◆ **Instruction**: Reproduce the records below in full and word for word, excluding pictures.

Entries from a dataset
_ _ _ _

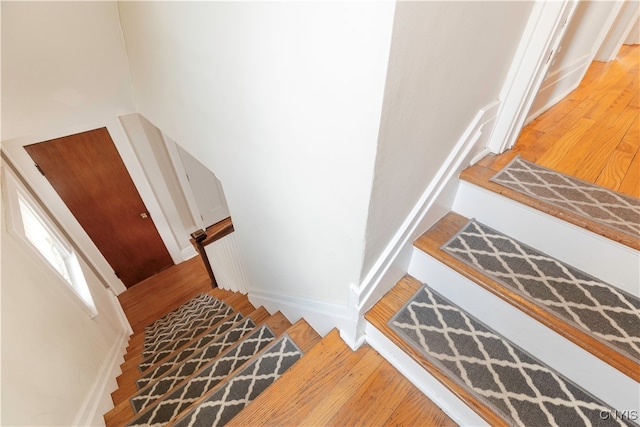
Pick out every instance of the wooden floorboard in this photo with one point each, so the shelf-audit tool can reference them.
(431, 242)
(592, 134)
(156, 296)
(333, 385)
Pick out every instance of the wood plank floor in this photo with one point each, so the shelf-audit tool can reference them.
(592, 134)
(150, 299)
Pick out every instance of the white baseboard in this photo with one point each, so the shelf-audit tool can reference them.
(102, 387)
(451, 404)
(322, 316)
(435, 201)
(591, 373)
(558, 85)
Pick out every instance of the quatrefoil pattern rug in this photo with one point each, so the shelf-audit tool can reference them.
(591, 305)
(590, 201)
(515, 385)
(227, 401)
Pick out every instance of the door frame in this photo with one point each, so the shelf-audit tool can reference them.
(541, 37)
(24, 165)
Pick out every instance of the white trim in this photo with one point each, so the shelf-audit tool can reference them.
(451, 404)
(123, 317)
(541, 37)
(100, 390)
(596, 255)
(585, 369)
(435, 201)
(577, 68)
(174, 155)
(322, 316)
(604, 32)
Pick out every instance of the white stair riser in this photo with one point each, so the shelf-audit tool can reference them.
(586, 370)
(598, 256)
(455, 408)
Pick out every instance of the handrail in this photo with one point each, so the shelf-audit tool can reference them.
(202, 238)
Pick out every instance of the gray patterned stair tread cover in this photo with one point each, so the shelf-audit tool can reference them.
(599, 309)
(197, 360)
(232, 396)
(169, 348)
(181, 397)
(168, 318)
(180, 326)
(584, 199)
(516, 386)
(214, 334)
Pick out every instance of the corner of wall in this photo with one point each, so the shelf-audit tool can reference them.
(436, 200)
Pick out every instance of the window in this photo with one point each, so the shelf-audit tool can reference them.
(32, 226)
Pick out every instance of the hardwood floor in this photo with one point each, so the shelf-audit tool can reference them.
(592, 134)
(150, 299)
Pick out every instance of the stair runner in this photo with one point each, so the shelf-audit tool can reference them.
(516, 386)
(215, 363)
(512, 385)
(610, 315)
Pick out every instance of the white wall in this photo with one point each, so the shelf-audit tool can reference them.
(63, 63)
(150, 149)
(53, 354)
(587, 29)
(622, 27)
(282, 101)
(634, 34)
(448, 60)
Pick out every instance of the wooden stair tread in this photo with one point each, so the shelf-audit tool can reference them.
(127, 380)
(332, 385)
(123, 412)
(301, 333)
(430, 243)
(379, 317)
(480, 175)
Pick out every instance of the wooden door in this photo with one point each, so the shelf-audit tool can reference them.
(87, 172)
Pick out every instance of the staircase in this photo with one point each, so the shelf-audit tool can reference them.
(499, 353)
(215, 360)
(483, 350)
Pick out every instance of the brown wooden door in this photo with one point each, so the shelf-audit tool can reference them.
(87, 172)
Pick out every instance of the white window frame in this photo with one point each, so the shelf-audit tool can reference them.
(76, 286)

_ _ _ _

◆ **Full response**:
Pick out every instance of the wooden floorboard in this photo with one point each, so the shelf-audit tool can reference them.
(431, 242)
(592, 134)
(156, 296)
(333, 385)
Pick out every instance of the wood plank floor in this photo with one point each, so the shelf-audit tool can reference them.
(592, 134)
(150, 299)
Pick out every instance of the white baseboard in this photo with one point each, so the shelf-audit tool can reference them.
(102, 387)
(451, 404)
(322, 316)
(435, 201)
(591, 373)
(558, 85)
Pick out every instance of the quatrefoil pattern rug in this photo with one point each, so the shelf-audit tool can reference them.
(591, 305)
(590, 201)
(515, 385)
(227, 401)
Pick out every instance of the door frame in this photo with one point each, so the shelf-audit tool can reference them.
(541, 37)
(24, 165)
Pick out every instance of the white trim in this photo with one point each, so the shelf-audit tool can reference them.
(451, 404)
(123, 317)
(541, 37)
(100, 390)
(596, 255)
(585, 369)
(435, 201)
(577, 68)
(174, 155)
(322, 316)
(604, 32)
Pick out every instance of the white stair riser in this photo with one point each, so the shelf-audit tool can reference them.
(586, 370)
(598, 256)
(455, 408)
Pick out every instance of the handrail in this photo with one point each, so the shelf-audit tool can reference them.
(202, 238)
Pick out every instance of the gray patterned stair tread cover in this photo with one point each, so the shelf-audit tool can reference them.
(599, 309)
(197, 360)
(232, 396)
(169, 348)
(181, 397)
(168, 318)
(180, 326)
(584, 199)
(516, 386)
(214, 334)
Pick out every instance of the corner of wall in this photo with one point each, so the shelf-audit tool can reference them.
(436, 200)
Pick out every instance of the window in this photo with one point each, so the shelf-audit tool can reference them.
(32, 226)
Pick out every instance of the hardwood floor in this photo with one point each, so the shelf-audit tool can reference them.
(592, 134)
(150, 299)
Pick out every instance of the stair runner in this photo with one point each, so the shelf-audit tool can reference them.
(516, 386)
(215, 363)
(512, 385)
(610, 315)
Pick out every instance of the white wall in this photo with one point each, so the shelf-audit tool can reference them.
(63, 63)
(150, 149)
(53, 354)
(587, 29)
(622, 27)
(282, 101)
(634, 34)
(448, 60)
Pick out every instance of the wooden stair tread in this photo with one point each, so the shelf-audit tool can reference them.
(127, 380)
(332, 385)
(123, 412)
(301, 333)
(430, 243)
(379, 317)
(480, 175)
Pick out every instance of the wooden door in this photo with one point each, so the shelf-audit tool can reference them.
(87, 172)
Pick out every instance of the staircase in this photo with one point each, so the shelf-audit tool can reference them.
(499, 353)
(215, 360)
(483, 350)
Pick out every instance of the brown wooden door in this photo with one point each, so the shelf-audit tool can reference them.
(87, 172)
Pick out every instance of the white window frame in this photo with one point each, so the shelf-audit tool can reference them.
(76, 286)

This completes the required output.